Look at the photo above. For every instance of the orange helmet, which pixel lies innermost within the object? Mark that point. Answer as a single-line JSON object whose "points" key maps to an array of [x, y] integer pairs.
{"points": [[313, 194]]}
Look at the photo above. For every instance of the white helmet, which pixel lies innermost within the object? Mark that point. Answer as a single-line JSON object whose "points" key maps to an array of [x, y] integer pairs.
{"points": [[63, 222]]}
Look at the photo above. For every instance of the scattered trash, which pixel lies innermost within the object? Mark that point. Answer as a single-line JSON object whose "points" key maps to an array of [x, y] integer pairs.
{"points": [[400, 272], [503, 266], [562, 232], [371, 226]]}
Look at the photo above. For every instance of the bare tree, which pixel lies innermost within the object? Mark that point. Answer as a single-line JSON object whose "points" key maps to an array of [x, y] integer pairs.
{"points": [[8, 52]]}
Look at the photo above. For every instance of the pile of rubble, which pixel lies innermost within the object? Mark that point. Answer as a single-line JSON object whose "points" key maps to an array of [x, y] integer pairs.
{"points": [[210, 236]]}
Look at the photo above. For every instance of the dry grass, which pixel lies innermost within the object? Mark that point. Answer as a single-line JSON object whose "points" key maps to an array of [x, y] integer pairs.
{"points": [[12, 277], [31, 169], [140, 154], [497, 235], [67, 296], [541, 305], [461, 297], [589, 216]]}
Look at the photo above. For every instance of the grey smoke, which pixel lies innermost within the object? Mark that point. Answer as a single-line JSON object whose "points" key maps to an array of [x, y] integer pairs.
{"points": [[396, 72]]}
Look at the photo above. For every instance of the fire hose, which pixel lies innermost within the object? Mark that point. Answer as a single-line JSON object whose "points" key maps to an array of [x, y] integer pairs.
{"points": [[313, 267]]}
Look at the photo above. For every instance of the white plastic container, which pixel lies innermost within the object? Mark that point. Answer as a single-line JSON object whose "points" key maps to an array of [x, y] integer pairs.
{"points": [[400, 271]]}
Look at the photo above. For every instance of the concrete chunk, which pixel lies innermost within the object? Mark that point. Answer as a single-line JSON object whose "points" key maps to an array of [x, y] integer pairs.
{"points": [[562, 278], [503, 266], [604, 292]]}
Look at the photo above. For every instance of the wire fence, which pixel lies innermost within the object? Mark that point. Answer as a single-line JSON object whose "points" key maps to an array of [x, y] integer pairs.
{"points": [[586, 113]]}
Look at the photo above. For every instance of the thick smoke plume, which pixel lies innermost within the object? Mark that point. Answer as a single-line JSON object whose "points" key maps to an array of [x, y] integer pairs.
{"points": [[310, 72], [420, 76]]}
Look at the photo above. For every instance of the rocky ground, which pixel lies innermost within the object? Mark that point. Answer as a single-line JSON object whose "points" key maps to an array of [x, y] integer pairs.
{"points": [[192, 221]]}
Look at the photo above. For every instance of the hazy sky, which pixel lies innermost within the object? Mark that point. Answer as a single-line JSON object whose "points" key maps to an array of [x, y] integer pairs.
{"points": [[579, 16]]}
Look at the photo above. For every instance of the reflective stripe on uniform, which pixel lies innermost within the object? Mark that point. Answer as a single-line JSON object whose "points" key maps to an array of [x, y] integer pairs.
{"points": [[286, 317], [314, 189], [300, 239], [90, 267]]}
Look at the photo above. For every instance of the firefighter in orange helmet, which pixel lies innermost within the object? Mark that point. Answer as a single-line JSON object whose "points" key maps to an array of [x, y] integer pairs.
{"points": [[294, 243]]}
____
-- What you are asked to do --
Once more, give all the records exactly as they were written.

-- Your response --
Look at the photo above. For every instance of the orange helmet, which pixel lies innermost within the object? Mark that point. Answer as a single-line JSON object whose "points" key maps to an array of [x, y] integer pairs.
{"points": [[313, 194]]}
Look at the photo above. For every instance of the white helmet, which pixel lies innermost within the object? Mark that point. Answer as a single-line JSON object whose "points" key maps to an array of [x, y] integer pairs.
{"points": [[63, 222]]}
Look at the photo above. For every instance of the scattered trash, which pixel lies innermost within the object? Mark that point. Answer as a single-line JSON object whose "points" key maps to an array of [x, y] integer pairs.
{"points": [[400, 272], [503, 266], [562, 232], [371, 226]]}
Look at the photo above. For every instance of the bare tree, which pixel lies innermost within the object? Mark that point. Answer as a single-line JSON object whose "points" key maps to an array of [x, y] integer pairs.
{"points": [[8, 52]]}
Look at the photo above. For every instance of the pile of rubble, which pixel lies innermost within the object? Mark that point. Answer as a single-line JSON object whose "points" key maps to an array of [x, y] integer pairs.
{"points": [[210, 236]]}
Look at the photo above. For every instance of the dry grass, which pixel lies innermost within the object? Mark that point. Answer as a single-line JSON object whose "points" key maps to an array of [x, y] integer pairs.
{"points": [[12, 277], [31, 169], [140, 154], [497, 235], [67, 296], [541, 305], [461, 297], [589, 216]]}
Look at the photo above. For every instance of the grey smoke, which pixel lies innermost within the object? Mark that point. Answer as a single-line JSON object whose "points" key maps to an array of [x, y] integer pairs.
{"points": [[396, 72]]}
Look at the photo above. For every instance of the fire hose, which pixel lies innermost within the object? Mark that point. Answer as a single-line JSON object whose "points" key maps to an array of [x, y] integer pairs.
{"points": [[313, 267]]}
Look at the photo above. For every instance of the white plastic container, which pixel lies innermost within the object? Mark that point. Answer as a single-line JSON object whose "points" key maps to an array of [x, y] integer pairs.
{"points": [[400, 271]]}
Look at the photo above. For every instance of the concrete chunk, which pixel lies innermost within the object? Mark that point. Answer as a single-line JSON object whose "points" key maps to an array of [x, y] integer pairs.
{"points": [[562, 278], [503, 266], [604, 292]]}
Look at the photo above. For every instance of the wire fence, which pixel lies innermost within the object? Mark that point. Answer as a single-line JSON object whose "points" key maps to an array of [x, y] integer pairs.
{"points": [[586, 113]]}
Look at the photo above. For every instance of the thick smoke plume, which pixel lies innermost within the object? Mark that point. Answer as a single-line JSON object whose "points" key maps to an array of [x, y] integer pairs.
{"points": [[310, 72], [420, 76]]}
Look at the photo above. For every instance of the rocky ground, which pixel lies innermost within the object? Mark that point. Answer as a single-line JSON object whose "points" key maps to an array of [x, y] integer pairs.
{"points": [[192, 221]]}
Look at the photo above. For every instance of the hazy sky, which pixel lies innermost within the object? Mark that point. Answer as a single-line JSON object whose "points" key maps to an array of [x, y] integer pairs.
{"points": [[579, 16]]}
Look at the photo above. For every instance of the reflective stripe on uniform, which pixel lies innermost within the object? Mark that point. Answer as a single-line JSON object whose "points" key maps to an array of [x, y] integer pairs.
{"points": [[286, 317], [314, 189], [300, 239], [90, 267]]}
Look at the photo above. For every instance of the firefighter in orange helmet, which pixel lies innermost within the object? Mark that point. Answer as a single-line JSON object whose "points" key maps to an array of [x, y] integer pairs.
{"points": [[294, 243]]}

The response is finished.